▶ Textauszug
________
Was für ein Jahr!

Demokratie in Bewegung

Heute vor genau einem Jahr, am 25. November 2016, kamen in Berlin erstmals Menschen zusammen, um eine neue Partei zu gründen. Ein Rückblick.

Es ist ein kalter und regnerischer Novemberabend. Wir drängen uns in einen kleinen Raum in Berlin-Mitte, es gibt Suppe und Tee. Etwa zwanzig Menschen sind gekommen., Mehrere kommen aus dem Aktivismus, andere sind Autore/innen, Künstler/innen, fast niemand war vorher Mitglied einer Partei. Die Gespräche drehen sich um die Ereignisse der letzten Monate.

Die Wahl Donald Trumps einige Tage vorher war trauriger Höhepunkt einer ganzen Serie politischer Ereignisse. In ganz Europa sind Rechtspopulist/innen auf dem Vormarsch, die AfD erreicht in Umfragen zweistellige Werte, der Brexit stellt plötzlich die EU in Frage. Das gefestigten Bild einer liberalen, weltoffenen Demokratie bekommt Risse. In der Runde wird schnell klar, was uns verbindet: der Impuls „wir dürfen nicht länger zugucken, wir müssen jetzt etwas tun!“

Man müsste eine neue Partei gründen, das klingt eher nach Stammtisch als nach sinnvollem politischen Engagement. Aber die Idee schwirrt einigen von uns schon länger durch die Köpfe. Immer wieder hören wir uns sagen: „Ich weiß nicht mehr, wen ich wählen soll.“ Wir wählen aus Taktik statt aus Überzeugung; nicht, um zu gestalten, sondern um schlimmeres zu verhindern. Die bestehenden Parteien erscheinen uns undemokratisch, unglaubwürdig, phantasielos oder in der Vergangenheit gefangen. Niemand traut ihnen mehr eine Erneuerung zu, hin zu einer modernen, echt-demokratischen, wertebasierten Politik.
________
▶ Aufgabenstellung
A. Gib aus dem Rückblick auf die Parteigründung die Passage von „Demokratie in Bewegung“ bis „der letzten Monate.“ wortgetreu wieder.
B. Fasse im Rückblick auf die Parteigründung den Absatz, der mit „Man müsste eine neue Partei gründen“ beginnt, knapper zusammen und behalte dabei seine wesentlichen Aussagen bei.
C. Knüpfe an den letzten Satz des Rückblicks auf die Parteigründung an und schreibe den Text weiter.
Die anschließenden Daten werden nicht benötigt.
________
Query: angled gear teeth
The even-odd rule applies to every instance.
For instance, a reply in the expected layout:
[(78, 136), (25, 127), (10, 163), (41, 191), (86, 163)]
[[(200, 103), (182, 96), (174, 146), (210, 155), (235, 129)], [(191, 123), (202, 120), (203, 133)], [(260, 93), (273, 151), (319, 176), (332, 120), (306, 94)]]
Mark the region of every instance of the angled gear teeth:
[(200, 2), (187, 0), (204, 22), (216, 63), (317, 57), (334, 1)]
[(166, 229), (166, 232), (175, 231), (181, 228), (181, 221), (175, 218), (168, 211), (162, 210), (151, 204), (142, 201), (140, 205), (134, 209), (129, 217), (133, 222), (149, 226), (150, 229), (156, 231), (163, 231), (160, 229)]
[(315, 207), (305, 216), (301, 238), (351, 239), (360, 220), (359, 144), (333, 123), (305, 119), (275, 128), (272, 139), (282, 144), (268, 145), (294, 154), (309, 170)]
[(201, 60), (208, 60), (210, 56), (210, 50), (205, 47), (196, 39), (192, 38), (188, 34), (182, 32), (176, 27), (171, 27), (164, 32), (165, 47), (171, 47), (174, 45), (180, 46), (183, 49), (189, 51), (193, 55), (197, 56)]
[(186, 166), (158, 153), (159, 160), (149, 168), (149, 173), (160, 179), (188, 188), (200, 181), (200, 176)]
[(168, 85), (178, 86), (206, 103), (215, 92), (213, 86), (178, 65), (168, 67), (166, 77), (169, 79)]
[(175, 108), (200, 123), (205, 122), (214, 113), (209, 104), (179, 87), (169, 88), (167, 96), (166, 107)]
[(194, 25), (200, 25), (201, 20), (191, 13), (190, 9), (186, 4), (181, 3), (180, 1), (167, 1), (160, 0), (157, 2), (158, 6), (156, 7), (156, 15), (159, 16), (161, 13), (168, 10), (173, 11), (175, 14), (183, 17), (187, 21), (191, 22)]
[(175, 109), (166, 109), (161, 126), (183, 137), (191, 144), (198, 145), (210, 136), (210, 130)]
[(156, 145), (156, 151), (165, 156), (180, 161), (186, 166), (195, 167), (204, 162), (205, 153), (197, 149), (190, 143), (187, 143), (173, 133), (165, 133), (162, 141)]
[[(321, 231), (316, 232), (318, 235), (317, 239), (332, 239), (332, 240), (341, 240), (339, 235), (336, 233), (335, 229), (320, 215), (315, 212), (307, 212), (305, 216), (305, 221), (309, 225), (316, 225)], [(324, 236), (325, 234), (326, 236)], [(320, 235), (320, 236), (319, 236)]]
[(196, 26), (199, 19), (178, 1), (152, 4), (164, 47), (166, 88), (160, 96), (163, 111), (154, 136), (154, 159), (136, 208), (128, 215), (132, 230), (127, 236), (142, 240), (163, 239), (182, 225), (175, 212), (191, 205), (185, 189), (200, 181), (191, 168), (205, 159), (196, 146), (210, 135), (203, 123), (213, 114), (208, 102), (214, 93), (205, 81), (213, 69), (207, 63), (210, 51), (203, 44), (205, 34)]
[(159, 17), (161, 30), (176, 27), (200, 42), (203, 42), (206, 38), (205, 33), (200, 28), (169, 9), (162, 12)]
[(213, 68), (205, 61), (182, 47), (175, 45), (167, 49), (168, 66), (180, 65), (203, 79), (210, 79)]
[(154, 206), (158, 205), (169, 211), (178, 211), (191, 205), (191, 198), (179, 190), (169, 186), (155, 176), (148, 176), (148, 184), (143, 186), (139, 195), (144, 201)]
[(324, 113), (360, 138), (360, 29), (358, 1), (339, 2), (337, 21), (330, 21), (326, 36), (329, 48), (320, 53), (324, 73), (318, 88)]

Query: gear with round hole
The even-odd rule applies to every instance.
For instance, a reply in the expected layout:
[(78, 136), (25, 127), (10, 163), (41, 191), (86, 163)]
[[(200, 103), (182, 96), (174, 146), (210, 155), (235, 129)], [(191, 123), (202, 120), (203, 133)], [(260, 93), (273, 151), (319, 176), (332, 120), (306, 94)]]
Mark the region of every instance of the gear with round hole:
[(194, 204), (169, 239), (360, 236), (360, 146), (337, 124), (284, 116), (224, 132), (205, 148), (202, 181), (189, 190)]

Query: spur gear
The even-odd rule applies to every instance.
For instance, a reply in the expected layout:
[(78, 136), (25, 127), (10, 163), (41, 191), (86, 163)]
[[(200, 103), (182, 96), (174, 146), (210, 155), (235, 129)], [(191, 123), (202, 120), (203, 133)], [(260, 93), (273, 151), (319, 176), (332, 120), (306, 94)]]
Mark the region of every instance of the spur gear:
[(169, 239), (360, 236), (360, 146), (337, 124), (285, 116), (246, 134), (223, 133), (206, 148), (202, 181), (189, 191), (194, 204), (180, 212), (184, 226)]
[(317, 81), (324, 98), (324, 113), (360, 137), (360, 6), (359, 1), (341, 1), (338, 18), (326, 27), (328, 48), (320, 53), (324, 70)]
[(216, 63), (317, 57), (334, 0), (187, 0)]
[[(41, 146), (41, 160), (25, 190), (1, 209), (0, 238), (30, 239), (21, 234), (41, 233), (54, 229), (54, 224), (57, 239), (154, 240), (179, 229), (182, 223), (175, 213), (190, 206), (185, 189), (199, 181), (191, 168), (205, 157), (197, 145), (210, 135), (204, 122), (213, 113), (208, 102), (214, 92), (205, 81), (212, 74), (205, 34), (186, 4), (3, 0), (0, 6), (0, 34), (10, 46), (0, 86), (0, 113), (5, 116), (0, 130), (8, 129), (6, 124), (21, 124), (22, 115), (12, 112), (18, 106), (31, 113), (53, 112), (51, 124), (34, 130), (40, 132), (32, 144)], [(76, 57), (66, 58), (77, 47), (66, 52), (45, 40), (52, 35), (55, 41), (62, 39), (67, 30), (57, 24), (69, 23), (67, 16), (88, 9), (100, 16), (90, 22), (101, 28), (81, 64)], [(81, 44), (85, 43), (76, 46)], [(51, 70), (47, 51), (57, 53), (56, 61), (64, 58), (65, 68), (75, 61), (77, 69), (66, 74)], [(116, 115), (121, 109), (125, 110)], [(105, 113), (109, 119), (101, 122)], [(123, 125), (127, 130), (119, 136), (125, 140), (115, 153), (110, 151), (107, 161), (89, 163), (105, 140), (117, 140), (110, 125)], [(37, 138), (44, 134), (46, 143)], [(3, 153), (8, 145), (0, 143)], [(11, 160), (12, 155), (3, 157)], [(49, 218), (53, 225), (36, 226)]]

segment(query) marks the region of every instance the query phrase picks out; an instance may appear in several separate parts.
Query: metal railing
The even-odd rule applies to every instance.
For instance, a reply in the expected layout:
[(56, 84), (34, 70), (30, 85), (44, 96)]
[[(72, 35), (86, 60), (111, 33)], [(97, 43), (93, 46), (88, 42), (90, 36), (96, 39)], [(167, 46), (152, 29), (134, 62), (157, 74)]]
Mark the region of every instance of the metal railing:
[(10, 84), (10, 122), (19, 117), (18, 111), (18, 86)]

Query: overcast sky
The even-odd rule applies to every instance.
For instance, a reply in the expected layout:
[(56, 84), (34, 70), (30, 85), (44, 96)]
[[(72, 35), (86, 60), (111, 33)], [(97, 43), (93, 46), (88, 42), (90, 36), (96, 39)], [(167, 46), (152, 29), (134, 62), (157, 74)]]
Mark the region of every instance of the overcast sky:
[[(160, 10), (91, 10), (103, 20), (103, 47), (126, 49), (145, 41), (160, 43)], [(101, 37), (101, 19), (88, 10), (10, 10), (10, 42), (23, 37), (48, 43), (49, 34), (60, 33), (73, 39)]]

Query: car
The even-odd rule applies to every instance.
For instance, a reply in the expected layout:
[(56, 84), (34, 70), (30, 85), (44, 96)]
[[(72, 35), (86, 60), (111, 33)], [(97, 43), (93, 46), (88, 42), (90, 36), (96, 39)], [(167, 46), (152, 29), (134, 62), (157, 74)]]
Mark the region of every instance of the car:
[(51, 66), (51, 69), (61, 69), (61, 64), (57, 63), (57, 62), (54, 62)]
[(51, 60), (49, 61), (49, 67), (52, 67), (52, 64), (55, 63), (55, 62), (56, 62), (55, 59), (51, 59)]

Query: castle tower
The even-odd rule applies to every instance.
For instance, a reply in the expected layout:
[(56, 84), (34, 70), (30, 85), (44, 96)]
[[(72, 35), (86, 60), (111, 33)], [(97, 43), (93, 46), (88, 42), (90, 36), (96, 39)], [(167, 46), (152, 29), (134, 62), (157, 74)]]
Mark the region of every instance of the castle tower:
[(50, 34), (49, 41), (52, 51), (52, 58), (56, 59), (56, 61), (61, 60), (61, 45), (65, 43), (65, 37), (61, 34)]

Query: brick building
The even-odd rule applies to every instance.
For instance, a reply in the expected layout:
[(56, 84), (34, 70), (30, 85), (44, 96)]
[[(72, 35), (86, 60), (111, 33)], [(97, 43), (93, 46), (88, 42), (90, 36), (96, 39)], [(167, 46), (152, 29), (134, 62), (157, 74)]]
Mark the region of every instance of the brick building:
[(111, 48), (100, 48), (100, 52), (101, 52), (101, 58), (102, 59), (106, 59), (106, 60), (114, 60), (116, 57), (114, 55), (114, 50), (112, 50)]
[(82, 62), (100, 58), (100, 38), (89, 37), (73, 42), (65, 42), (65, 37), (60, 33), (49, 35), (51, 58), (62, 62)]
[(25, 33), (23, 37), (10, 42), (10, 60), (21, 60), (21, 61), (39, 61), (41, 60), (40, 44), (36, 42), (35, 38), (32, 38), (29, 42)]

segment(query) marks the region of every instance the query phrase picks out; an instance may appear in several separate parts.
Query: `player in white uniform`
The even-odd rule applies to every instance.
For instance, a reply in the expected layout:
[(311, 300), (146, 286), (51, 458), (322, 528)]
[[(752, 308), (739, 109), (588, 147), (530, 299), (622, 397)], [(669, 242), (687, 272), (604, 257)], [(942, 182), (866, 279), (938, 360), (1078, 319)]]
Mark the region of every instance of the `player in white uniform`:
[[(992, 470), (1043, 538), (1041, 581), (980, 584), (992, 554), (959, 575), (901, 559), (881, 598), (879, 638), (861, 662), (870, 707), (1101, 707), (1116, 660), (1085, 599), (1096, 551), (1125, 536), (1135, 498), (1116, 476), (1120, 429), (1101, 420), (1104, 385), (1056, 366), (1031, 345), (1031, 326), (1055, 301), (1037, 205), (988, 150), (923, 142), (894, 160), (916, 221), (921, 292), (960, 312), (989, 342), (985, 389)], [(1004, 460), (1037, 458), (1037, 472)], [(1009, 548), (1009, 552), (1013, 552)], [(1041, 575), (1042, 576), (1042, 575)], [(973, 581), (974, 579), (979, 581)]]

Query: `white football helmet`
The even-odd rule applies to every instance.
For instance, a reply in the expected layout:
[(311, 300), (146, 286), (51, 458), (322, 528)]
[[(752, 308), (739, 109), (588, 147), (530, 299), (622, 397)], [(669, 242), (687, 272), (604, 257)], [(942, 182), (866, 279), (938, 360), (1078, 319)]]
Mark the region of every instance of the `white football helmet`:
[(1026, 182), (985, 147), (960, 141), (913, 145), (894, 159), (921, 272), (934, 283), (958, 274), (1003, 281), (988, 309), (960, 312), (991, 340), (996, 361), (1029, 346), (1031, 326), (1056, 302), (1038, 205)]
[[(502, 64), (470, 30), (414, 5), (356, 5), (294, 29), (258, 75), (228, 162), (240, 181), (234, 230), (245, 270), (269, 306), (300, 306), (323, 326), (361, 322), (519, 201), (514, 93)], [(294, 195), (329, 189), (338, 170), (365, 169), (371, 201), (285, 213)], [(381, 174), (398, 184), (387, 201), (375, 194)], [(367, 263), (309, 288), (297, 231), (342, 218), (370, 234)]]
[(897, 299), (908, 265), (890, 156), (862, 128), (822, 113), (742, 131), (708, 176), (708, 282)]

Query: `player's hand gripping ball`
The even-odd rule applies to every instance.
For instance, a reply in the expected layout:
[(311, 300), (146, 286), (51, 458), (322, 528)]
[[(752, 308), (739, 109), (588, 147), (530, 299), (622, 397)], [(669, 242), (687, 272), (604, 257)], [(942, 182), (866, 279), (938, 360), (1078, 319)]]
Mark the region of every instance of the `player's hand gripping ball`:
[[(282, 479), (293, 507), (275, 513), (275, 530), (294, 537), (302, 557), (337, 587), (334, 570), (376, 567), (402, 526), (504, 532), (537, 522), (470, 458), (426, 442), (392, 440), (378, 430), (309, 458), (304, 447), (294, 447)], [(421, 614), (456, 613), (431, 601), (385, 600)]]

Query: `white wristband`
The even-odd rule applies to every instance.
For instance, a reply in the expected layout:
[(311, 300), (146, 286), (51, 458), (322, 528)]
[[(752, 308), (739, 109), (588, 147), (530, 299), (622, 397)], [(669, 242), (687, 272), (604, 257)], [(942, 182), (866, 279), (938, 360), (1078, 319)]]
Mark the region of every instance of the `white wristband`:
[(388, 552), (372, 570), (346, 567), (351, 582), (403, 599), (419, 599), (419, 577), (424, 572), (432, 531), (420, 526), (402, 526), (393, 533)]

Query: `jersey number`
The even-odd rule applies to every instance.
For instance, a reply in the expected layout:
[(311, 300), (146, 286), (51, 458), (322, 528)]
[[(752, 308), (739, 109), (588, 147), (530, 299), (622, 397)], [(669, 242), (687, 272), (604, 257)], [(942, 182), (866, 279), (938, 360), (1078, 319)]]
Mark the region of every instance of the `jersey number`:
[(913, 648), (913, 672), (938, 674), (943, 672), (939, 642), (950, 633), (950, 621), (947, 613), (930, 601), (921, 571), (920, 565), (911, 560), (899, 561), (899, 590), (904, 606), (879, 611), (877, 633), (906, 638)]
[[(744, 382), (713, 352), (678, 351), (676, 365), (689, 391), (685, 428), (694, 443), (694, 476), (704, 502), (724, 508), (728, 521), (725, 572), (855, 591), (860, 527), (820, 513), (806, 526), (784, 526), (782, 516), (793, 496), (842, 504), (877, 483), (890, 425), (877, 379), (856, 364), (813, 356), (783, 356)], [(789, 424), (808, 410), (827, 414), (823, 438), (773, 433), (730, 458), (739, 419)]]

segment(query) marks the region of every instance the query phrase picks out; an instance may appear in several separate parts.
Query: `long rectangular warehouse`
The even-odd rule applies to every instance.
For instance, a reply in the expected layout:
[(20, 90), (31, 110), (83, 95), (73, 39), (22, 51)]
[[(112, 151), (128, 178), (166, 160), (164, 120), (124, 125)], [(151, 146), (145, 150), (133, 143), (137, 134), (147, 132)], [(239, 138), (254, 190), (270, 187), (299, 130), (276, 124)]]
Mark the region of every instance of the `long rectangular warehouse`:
________
▶ Schriftliche Antworten
A.
Demokratie in Bewegung

Heute vor genau einem Jahr, am 25. November 2016, kamen in Berlin erstmals Menschen zusammen, um eine neue Partei zu gründen. Ein Rückblick.

Es ist ein kalter und regnerischer Novemberabend. Wir drängen uns in einen kleinen Raum in Berlin-Mitte, es gibt Suppe und Tee. Etwa zwanzig Menschen sind gekommen., Mehrere kommen aus dem Aktivismus, andere sind Autore/innen, Künstler/innen, fast niemand war vorher Mitglied einer Partei. Die Gespräche drehen sich um die Ereignisse der letzten Monate.

B. Eine neue Partei zu gründen klingt zunächst eher nach Stammtisch, doch einige der Beteiligten beschäftigt die Idee schon länger. Sie wissen oft nicht mehr, wen sie wählen sollen, und wählen aus Taktik statt aus Überzeugung, um Schlimmeres zu verhindern. Die bestehenden Parteien halten sie für undemokratisch, unglaubwürdig, phantasielos oder in der Vergangenheit gefangen. Niemand traut ihnen eine Erneuerung hin zu einer modernen, echt-demokratischen, wertebasierten Politik zu.

C.
Das grundlegende Problem in allen bestehenden Parteien, das wird uns an diesem Abend klar, sind die erstarrten Strukturen. Progressive Ideen setzen sich nicht durch, Lobbyist/innen großer Konzerne bestimmen die politische Agenda, einfache Mitglieder haben kaum noch Einfluss. Wenn wir eine echte Alternative wollen, ohne Hass und Hetze, dann müssen wir bei den Strukturen ansetzen. Demokratie in Bewegung ist geboren.

In den nächsten Tagen und Wochen stoßen immer mehr Menschen zu DiB. Wir setzen uns das Ziel zur Bundestagswahl anzutreten, wenn 100.000 Menschen die Idee einer neuen Partei mit ihrer Unterschrift unterstützen. Die Arbeitskultur gleicht eher einem Start-Up als einer Partei. In nur wenigen Wochen wird eine Partei entwickelt, in der Demokratie, Transparenz und Vielfalt fest in der Satzung verankert sind. Alle Mitglieder unterschreiben einen Ethikkodex, alle Inhalte werden demokratisch abgestimmt. Die Tage vor der Gründung sind turbulent: der Petition fehlen noch mehrere tausend Unterschriften und in der Nacht vor der Gründung erklärt unsere Anwältin ein Drittel der Satzung als nicht vereinbar mit dem Parteiengesetz. Trotz allem: wir schaffen es. Aus einer Idee wird am 29.4.2017 eine Partei.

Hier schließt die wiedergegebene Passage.